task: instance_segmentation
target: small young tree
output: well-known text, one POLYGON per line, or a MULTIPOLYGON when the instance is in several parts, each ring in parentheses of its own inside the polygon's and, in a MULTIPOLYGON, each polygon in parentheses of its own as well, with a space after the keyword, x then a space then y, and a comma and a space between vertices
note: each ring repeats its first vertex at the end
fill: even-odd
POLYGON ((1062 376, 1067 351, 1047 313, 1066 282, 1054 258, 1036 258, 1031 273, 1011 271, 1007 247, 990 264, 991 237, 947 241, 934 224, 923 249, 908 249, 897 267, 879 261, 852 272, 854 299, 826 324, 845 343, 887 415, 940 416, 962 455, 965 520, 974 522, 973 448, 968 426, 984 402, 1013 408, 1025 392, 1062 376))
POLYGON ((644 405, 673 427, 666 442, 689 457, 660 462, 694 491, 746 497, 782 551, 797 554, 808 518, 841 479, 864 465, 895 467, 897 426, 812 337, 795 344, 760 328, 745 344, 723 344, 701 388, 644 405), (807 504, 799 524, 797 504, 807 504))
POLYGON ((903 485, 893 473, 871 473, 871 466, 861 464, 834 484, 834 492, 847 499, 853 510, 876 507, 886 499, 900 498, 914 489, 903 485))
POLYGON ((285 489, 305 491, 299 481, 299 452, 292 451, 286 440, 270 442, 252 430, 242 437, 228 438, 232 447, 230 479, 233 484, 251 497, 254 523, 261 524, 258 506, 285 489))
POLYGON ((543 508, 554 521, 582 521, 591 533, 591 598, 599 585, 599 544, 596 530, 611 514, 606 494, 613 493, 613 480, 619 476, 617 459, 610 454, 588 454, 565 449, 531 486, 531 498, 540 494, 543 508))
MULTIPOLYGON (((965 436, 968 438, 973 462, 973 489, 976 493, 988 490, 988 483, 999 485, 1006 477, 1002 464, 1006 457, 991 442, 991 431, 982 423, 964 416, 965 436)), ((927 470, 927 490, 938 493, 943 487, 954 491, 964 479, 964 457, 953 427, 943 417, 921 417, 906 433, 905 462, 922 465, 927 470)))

What is asked: Rewrite the material above as a numbered list with no blank lines.

Task output:
1. task: instance_segmentation
2. target: small young tree
3. output: well-known text, one POLYGON per line, or a MULTIPOLYGON when the instance is in several parts, each ring in parentheses of its own inside the polygon's and, in a MULTIPOLYGON, each polygon in parentheses of its own as well, with a space after the keyword, x then a space then y, and a comma and a space between vertices
4. note: each ring repeats its first vertex at the end
5. fill: even-odd
6. POLYGON ((1062 376, 1067 351, 1047 313, 1066 282, 1054 258, 1036 258, 1031 273, 1011 271, 1007 247, 990 264, 991 237, 947 241, 934 224, 923 249, 908 249, 897 267, 879 261, 852 272, 854 299, 826 324, 845 343, 887 415, 940 416, 962 455, 965 520, 974 522, 973 448, 968 426, 984 402, 1013 408, 1025 392, 1062 376))
7. POLYGON ((644 405, 673 427, 666 442, 689 457, 660 462, 694 491, 746 497, 782 551, 797 554, 808 518, 841 479, 864 465, 895 467, 897 426, 812 337, 795 344, 760 328, 745 344, 723 344, 701 388, 644 405), (807 504, 799 524, 797 504, 807 504))
8. POLYGON ((903 485, 893 473, 871 473, 871 466, 861 464, 834 484, 834 492, 847 499, 853 510, 876 507, 886 499, 900 498, 914 489, 903 485))
9. POLYGON ((285 489, 305 491, 299 481, 299 452, 292 451, 286 440, 270 442, 252 430, 242 437, 228 438, 232 447, 230 479, 233 484, 251 497, 254 523, 261 524, 258 506, 285 489))
10. POLYGON ((543 508, 554 521, 582 521, 591 533, 591 598, 599 585, 599 544, 596 530, 611 514, 606 494, 613 493, 613 480, 619 476, 617 459, 610 454, 588 454, 565 449, 531 486, 531 498, 540 494, 543 508))
11. MULTIPOLYGON (((965 436, 968 438, 973 462, 973 489, 976 493, 988 490, 988 483, 999 485, 1006 477, 1002 464, 1006 457, 991 442, 991 431, 982 423, 964 416, 965 436)), ((927 470, 927 490, 938 493, 943 487, 954 491, 964 479, 964 457, 953 427, 943 417, 921 417, 906 433, 905 462, 922 465, 927 470)))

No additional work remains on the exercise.